### Work task A
Answer these questions from the news report on the Mithi hospital inquiry:
(i) Against which two staff members of Civil Hospital, Mithi, did the inquiry committee recommend action?
(ii) What facility does the Civil Hospital not have, according to an inquiry committee member?
(iii) On what date was the woman taken to the charity hospital for delivery?
### Work task B
Write the next part of the news report on the Mithi hospital inquiry, starting after its last sentence.

### Given passage
*** Block opens ***

Mithi hospital MS, gynaecologist face action

By M. Waqar Bhatti
June 23, 2022

KARACHI: The Sindh Health Department’s inquiry committee has recommended action against the medical superintendent (MS) and female gynaecologist of Civil Hospital, Mithi, for their failure to immediately treat a bleeding pregnant woman from Chachro, who lost her baby in a botched-up delivery procedure at a charity hospital.

The Civil Hospital has no blood bank while its diagnostic lab is also in a poor shape, an inquiry committee member told The News, raising the question how can a tertiary-care health facility work without a blood bank.

The 35-year-old woman from Chachro was taken to a charity hospital in the locality for delivery on June 16, where her baby’s head was decapitated during childbirth. She was sent to the Civil Hospital, Mithi, with the head of her male fetus inside her womb.

*** Block closes ***

### Data below
*** Block opens ***

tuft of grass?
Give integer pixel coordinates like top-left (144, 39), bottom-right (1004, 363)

*** Block closes ***

### Your response A
(i) The medical superintendent (MS) and the female gynaecologist
(ii) A blood bank
(iii) June 16

### Your response B
A health department official told The News that an inquiry committee headed by Dr Khursheed Qureshi, Additional Director General Health, Hyderabad, and comprising Dr Azra Aslam, Chief Gynecologist at SG Hospital, Shah Bhittai, Latifabad, Hyderabad, and Dr Greesh Kumar, District Health Officer, Tharparkar, interviewed dozens of officials in two days and presented its recommendations to the department.

The official said the committee has recommended action against the administration and staff of the charity hospital where untrained midwives messed up the delivery procedure. "The inquiry committee has also recommended action against the staff of the Liaquat University of Medical and Health Sciences (LUKHS), Hospital, Jamshoro, who photographed the decapitated head of the baby and the pregnant lady and then posted these pictures on social media platforms,” the official added.

The official said the missionary hospital’s two midwives tried to perform the delivery as there was no gynaecologist at any private or public hospital, including Taluka Hospital, Chachro. “The charity hospital staff then sent the woman to Mithi Civil Hospital in private transport though she was bleeding and in extreme pain”, the committee found, and added that no ambulance was arranged by the missionary hospital despite availability of four public ambulances in the Taluka hospital.

Since Civil Hospital, Mithi, doesn’t have any blood bank, its gynaecologist asked the woman’s family to arrange A negative blood for the surgery, the inquiry committee noted, and recommended action against the gynaecologist and medical superintendent.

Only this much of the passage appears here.